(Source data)
★ ★ ★

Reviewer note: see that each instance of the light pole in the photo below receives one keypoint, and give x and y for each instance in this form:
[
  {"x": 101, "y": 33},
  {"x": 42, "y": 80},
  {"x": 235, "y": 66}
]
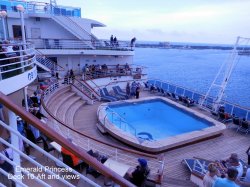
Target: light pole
[
  {"x": 21, "y": 10},
  {"x": 3, "y": 14}
]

★ ★ ★

● **Brief**
Output every entry above exactly, minus the pictures.

● **Response below**
Reviewer note: see that each instance of the light pole in the photo below receives one keypoint, and give x and y for each instance in this form:
[
  {"x": 101, "y": 33},
  {"x": 42, "y": 80},
  {"x": 235, "y": 66}
]
Target: light pole
[
  {"x": 21, "y": 10},
  {"x": 3, "y": 14}
]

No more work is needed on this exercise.